++++ Records for this task ++++
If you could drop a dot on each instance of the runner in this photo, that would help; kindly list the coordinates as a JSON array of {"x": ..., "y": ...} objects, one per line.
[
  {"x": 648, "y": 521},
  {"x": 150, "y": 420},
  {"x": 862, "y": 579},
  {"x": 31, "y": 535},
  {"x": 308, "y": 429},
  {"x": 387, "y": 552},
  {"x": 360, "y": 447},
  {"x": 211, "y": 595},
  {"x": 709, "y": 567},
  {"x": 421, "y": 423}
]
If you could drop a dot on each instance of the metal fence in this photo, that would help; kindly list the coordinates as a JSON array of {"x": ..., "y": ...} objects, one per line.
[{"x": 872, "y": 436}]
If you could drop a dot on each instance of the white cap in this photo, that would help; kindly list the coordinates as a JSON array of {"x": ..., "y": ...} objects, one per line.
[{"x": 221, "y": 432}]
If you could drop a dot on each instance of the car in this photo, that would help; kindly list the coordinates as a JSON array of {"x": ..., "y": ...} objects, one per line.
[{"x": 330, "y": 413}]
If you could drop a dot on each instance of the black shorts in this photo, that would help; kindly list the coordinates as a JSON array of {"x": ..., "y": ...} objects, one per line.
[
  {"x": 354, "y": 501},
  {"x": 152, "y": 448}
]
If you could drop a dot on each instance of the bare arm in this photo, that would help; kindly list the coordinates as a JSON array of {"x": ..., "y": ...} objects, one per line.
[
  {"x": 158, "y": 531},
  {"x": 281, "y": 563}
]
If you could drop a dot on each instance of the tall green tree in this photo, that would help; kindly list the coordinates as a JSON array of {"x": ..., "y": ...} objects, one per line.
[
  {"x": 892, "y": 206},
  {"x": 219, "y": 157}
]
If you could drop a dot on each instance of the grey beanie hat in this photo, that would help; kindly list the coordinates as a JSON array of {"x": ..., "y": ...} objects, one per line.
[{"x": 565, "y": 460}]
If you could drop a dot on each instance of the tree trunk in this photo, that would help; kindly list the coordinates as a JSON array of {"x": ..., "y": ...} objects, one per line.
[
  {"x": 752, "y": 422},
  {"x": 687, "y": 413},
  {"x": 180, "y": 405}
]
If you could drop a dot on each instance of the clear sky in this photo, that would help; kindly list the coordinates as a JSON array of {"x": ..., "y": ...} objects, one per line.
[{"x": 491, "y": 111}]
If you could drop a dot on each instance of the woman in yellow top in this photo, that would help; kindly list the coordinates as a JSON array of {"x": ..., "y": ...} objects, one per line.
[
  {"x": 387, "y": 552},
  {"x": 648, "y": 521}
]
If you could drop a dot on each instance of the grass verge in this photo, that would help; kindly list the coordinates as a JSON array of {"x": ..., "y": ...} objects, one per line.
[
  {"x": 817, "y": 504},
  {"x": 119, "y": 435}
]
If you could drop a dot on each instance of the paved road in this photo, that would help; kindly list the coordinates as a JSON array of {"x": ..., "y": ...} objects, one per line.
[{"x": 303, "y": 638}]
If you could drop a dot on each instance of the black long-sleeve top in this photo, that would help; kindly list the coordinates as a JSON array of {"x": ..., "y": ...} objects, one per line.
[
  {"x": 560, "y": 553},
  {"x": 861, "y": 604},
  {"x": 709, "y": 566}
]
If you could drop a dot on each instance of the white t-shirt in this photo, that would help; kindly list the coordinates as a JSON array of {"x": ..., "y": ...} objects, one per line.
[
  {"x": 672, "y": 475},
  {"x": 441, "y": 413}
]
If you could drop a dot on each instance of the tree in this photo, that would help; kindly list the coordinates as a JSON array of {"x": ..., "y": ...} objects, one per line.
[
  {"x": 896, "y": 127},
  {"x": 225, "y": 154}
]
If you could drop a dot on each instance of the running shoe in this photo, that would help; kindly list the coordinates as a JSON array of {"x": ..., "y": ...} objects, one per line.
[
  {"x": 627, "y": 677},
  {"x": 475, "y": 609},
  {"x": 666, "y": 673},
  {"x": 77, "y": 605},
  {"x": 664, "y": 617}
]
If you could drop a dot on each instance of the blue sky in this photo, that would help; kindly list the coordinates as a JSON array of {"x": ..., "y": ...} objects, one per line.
++++
- **Your goal**
Each record above is to be given again without any change to its wording.

- **Answer for this exercise**
If you could drop a dot on each instance of the runner in this photo, that would help; kindly list the coordinates as a JSON array of {"x": ..., "y": ...} objects, one per line.
[
  {"x": 648, "y": 521},
  {"x": 150, "y": 420},
  {"x": 862, "y": 579},
  {"x": 31, "y": 535},
  {"x": 308, "y": 429},
  {"x": 387, "y": 552},
  {"x": 360, "y": 447},
  {"x": 211, "y": 595},
  {"x": 709, "y": 567},
  {"x": 421, "y": 423}
]
If you could drop a dot on each instance of the metal fence in this photo, that would help; kindly list the coordinates as a JSON array of {"x": ..., "y": ...} objects, one per line.
[{"x": 872, "y": 436}]
If you could drop a dot on each instance of the white cap in this photo, that would help; kindly list the coordinates as a JSON array of {"x": ..., "y": ...} objects, one per line.
[{"x": 221, "y": 432}]
If you could drop a dot on each instance of the car in this photo, that would help; kindly list the coordinates as a JSON array of {"x": ..., "y": ...} objects, one per line.
[{"x": 330, "y": 413}]
If you could drop a dot on each instance of the black shorts in this photo, that would help; kindly list the coordinates as a JSON array of {"x": ..., "y": ...} objects, one per line.
[
  {"x": 354, "y": 501},
  {"x": 152, "y": 448}
]
If you could drop a dot on each instance of the bare arm in this photo, that would help; kindly list the coordinates as a JSON array of {"x": ..., "y": ...} objects, one per line.
[
  {"x": 158, "y": 531},
  {"x": 281, "y": 563}
]
If you could drop a dot on each instance of the tall green tree in this photo, that would help; kindly list the coordinates as a JSON array of {"x": ..., "y": ...} objects, one per line.
[
  {"x": 892, "y": 206},
  {"x": 219, "y": 157}
]
If you could drop a dot on each instance of the grey beanie hat in this photo, that would help; kindly list the coordinates as a JSON array of {"x": ..., "y": ...} objects, one per line.
[{"x": 565, "y": 460}]
If you could drop a dot on each instance of the tree trunk in this photo, that would help; kindly list the coordinates as a JSON array of {"x": ..., "y": ...} objects, one per line.
[
  {"x": 752, "y": 422},
  {"x": 687, "y": 413},
  {"x": 180, "y": 405}
]
If you could drop a dot on each instance of the clear sky in this photo, that would help; kindly list the coordinates as a JSON array of {"x": ..., "y": ...} objects, one per line.
[{"x": 491, "y": 111}]
If you could drop a dot on each instance of the woman in yellow top in this photo, that would help; kindly list the coordinates as a JSON array of {"x": ..., "y": ...} objects, one per line.
[
  {"x": 387, "y": 552},
  {"x": 648, "y": 521}
]
If you could drop a dot on each instance of the grass verge in this photo, that would help; kindly list the coordinates as a JSON array of {"x": ..., "y": ...} objects, one per line.
[
  {"x": 817, "y": 504},
  {"x": 119, "y": 435}
]
If you could drop a dot on each instance of the paved road in this photo, that would help; kindly list the coordinates as a JSON array of {"x": ..., "y": ...} objects, one per line.
[{"x": 303, "y": 638}]
If you could drop a dot on each instance of the black long-sleeve top in this photo, that would help; kindly list the coordinates as a JSON array of {"x": ..., "y": ...} objects, one per line.
[
  {"x": 560, "y": 553},
  {"x": 861, "y": 604},
  {"x": 709, "y": 566}
]
If you could drop a dot on each instance of the white t-shirt in this photo, that would help; kindly list the coordinates as a JSON array of {"x": ..., "y": ...} objects, one per line.
[
  {"x": 672, "y": 475},
  {"x": 441, "y": 413}
]
If you could drop a dot on each instance of the tree in this photo, that would help; kindly list the coordinates as a JSON array of {"x": ..., "y": ...} objects, one per line.
[
  {"x": 896, "y": 127},
  {"x": 225, "y": 154}
]
If you could drop a dot on each instance of the running shoe in this photo, that would help; kindly list the coordinates as a JSON array of {"x": ..., "y": ...} objects, one per line.
[
  {"x": 627, "y": 677},
  {"x": 475, "y": 609},
  {"x": 666, "y": 673},
  {"x": 77, "y": 605},
  {"x": 664, "y": 617}
]
If you could drop a dot on each instance of the blue sky in this photo, that would help; kindly list the coordinates as a JSON array of {"x": ..., "y": ...} objects, one per line.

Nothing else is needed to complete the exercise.